[THE DATA Boundary: Start]
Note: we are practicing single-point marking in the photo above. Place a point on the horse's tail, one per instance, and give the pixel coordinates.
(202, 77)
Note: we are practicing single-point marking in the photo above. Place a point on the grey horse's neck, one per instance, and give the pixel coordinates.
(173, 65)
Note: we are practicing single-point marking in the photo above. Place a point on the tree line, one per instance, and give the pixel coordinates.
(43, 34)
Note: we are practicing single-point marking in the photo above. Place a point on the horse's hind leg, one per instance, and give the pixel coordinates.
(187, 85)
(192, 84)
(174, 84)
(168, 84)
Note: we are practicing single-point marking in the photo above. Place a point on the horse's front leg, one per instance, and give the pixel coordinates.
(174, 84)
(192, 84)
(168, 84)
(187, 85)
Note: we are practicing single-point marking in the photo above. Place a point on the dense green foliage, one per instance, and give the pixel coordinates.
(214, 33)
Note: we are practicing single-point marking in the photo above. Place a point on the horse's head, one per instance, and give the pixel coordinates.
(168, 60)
[THE DATA Boundary: End]
[THE DATA Boundary: Start]
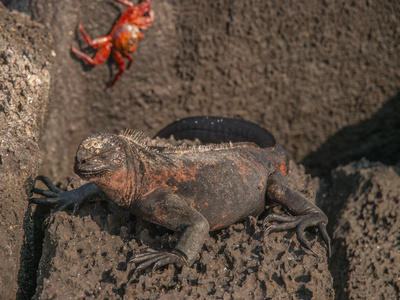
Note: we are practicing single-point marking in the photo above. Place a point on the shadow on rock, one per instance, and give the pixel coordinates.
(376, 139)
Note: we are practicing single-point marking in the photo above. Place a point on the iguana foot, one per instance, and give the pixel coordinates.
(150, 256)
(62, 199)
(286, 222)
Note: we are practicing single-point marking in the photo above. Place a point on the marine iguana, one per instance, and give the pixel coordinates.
[THE DATA Boundary: End]
[THE DATA Boundary: Start]
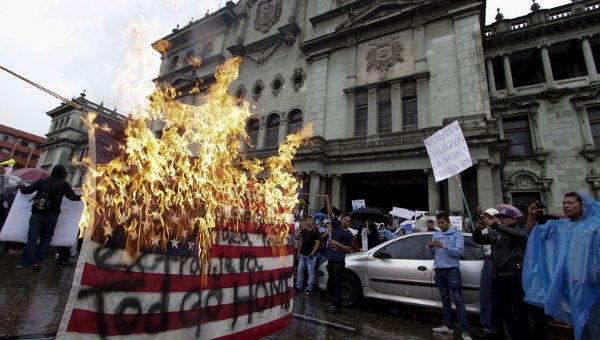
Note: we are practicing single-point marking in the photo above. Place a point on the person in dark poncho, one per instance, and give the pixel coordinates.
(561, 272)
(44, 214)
[THE DATA Boundary: End]
WHAT THE TASK ASKS
Looking at the records above, return exactly the lines from the line with "on the iguana" to the line with "on the marine", both ends included.

EXERCISE RESPONSE
Note: we are practicing single-point marking in the photo above. Place a point on the iguana foot, one per instance, and give the pixel coordinates.
(150, 256)
(62, 199)
(286, 222)
Note: we are practicing single-point marking in the photo above. Place a point on the marine iguana, one per instance, and give the pixel coordinates.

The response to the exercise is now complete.